_Source:_
* * * * * * * * *

Codeaza Technologies
Engineering Internship · 8-Week Roadmap

Train the stack. Build the engine.
Ship a real product.

A gated, deep-technical path — from raw fundamentals to a data engine scraping 50+ job platforms, ending with your code live on rozgar.codeaza.org.

WEEK 1
Foundations
WEEK 2–4
The Data Engine
WEEK 4–8
Ship Rozgar
PHASE 1 · FOUNDATIONS

Stack bootcamp — ship a working artifact every day

One week to become dangerous across the whole stack. No passive tutorials — each day ends with a committed, running artifact. By Friday: a Next.js frontend calling a typed FastAPI backend, persisting to Postgres, populated with data you scraped yourself.

Day-by-day
  • Mon · Python that isn't beginner Python — type hints & mypy, dataclasses vs Pydantic models, async/await and the event loop, generators, context managers, uv for envs, ruff for lint/format. Ship a typed async CLI.
  • Tue · FastAPI internals — path/query/body params, Pydantic v2 validation, dependency injection, routers, background tasks, auto OpenAPI. Ship a CRUD service with tests.
  • Wed · Data layer — relational modelling, SQLModel/SQLAlchemy, Alembic migrations, connection pooling, indexes & the query planner, N+1 traps. Wire the API to Postgres.
  • Thu · Scraping primitives — HTTP semantics, httpx sync/async, HTML parsing with selectolax/BeautifulSoup, CSS/XPath selectors, robots.txt & rate limits, Playwright for JS pages.
  • Fri · Next.js + glue — App Router, server vs client components, data fetching from FastAPI, env config, deploy. Assemble the full loop end-to-end.
Outcomes
  • Stand up a typed FastAPI service with a real DB and migrations
  • Turn messy HTML into clean, validated rows
  • Ship a Next.js frontend that consumes your own API
  • Work in git properly — feature branches, small commits, PRs, review
python 3.12uvruffmypyfastapipydantic v2postgressqlmodelalembichttpxplaywrightnext.js
✓ Gate — a working full-stack app: Next.js → FastAPI → Postgres, seeded with self-scraped rows.

* * * * * * * * *

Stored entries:
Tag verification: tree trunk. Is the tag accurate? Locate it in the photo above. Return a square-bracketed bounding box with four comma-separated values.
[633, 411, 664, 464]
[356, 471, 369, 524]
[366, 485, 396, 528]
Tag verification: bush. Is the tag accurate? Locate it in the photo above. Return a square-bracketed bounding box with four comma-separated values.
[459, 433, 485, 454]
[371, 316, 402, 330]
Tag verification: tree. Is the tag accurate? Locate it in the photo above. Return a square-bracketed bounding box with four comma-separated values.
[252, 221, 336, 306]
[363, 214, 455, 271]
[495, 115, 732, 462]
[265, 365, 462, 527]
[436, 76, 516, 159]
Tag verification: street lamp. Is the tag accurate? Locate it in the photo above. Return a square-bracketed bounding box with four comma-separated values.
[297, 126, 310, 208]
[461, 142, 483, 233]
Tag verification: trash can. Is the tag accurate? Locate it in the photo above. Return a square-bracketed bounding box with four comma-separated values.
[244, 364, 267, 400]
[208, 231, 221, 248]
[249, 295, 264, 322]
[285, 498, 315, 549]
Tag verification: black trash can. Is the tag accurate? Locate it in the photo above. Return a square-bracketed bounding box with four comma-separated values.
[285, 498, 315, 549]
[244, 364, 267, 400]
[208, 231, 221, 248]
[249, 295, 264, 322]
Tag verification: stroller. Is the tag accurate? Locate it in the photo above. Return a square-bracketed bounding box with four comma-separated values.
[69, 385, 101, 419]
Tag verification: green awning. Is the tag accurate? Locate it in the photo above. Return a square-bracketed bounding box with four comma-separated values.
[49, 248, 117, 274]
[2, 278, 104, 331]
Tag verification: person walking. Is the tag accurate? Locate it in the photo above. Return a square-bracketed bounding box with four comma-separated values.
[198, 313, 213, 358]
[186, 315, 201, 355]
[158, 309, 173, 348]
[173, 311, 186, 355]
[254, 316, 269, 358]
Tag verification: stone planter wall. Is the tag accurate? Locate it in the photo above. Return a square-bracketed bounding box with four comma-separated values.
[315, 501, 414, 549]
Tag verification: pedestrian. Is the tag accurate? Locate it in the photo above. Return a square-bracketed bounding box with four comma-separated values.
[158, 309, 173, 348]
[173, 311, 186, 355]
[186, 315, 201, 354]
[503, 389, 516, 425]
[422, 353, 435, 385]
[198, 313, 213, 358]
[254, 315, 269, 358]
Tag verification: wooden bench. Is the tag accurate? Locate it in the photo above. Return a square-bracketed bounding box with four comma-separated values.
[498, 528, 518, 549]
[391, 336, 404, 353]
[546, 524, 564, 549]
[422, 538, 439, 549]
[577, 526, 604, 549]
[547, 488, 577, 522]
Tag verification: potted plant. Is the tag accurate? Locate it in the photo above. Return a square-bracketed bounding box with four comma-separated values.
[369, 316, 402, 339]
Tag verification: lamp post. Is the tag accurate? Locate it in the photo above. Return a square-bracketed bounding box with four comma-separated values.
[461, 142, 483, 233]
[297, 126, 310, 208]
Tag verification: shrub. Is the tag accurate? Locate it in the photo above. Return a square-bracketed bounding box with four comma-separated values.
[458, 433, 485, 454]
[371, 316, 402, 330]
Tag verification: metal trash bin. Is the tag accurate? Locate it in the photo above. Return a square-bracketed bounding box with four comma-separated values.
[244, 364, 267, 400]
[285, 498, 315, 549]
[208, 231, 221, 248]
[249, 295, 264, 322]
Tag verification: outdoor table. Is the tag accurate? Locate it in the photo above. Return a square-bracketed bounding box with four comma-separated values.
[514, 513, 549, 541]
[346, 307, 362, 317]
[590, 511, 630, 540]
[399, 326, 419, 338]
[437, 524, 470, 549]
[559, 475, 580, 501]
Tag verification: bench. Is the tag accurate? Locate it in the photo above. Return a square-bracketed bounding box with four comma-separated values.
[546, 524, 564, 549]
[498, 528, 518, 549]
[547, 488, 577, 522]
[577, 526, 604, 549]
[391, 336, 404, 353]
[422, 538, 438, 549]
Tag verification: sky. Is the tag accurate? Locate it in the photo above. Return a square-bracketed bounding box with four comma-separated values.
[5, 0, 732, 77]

* * * * * * * * *

_Your tasks:_
1/ Summarize the internship roadmap in two sentences.
2/ Carry the internship roadmap forward from the point where its text stops.

_Answers for this exercise:_
1/ The roadmap lays out an 8-week engineering internship at Codeaza Technologies that runs from raw fundamentals to a data engine scraping 50+ job platforms and ends with the intern's code live on rozgar.codeaza.org. Its first phase is a one-week stack bootcamp where each day ends with a committed, running artifact, gated by a working full-stack app (Next.js → FastAPI → Postgres) seeded with self-scraped rows.

2/
1
2
PHASE 2 · THE DATA ENGINE

Scraper framework — 10 platforms, one canonical shape

You don't write 50 throwaway scripts — you design a framework. A BaseScraper contract, a normalized Job schema every source maps into, a source registry, and a raw→parsed two-layer store. Adding platform #51 becomes a config + adapter, not a rewrite.

Architecture you build
  • BaseScraper ABC: fetch() → parse() → normalize() → validate() lifecycle
  • Canonical Job Pydantic model: title, org, location, salary_min/max, category, employment_type, source, source_url, posted_at, deadline, raw_hash
  • Per-source adapters that only implement selectors + field mapping
  • A source registry (declarative config: base URL, cadence, engine, enabled)
  • Two-layer persistence: immutable raw_pages + typed jobs, so re-parsing never re-fetches
The hard parts
  • Every site names the same field differently → a mapping layer
  • Dates in 6+ formats, salaries as free text → dedicated normalizers (dateparser, regex + heuristics)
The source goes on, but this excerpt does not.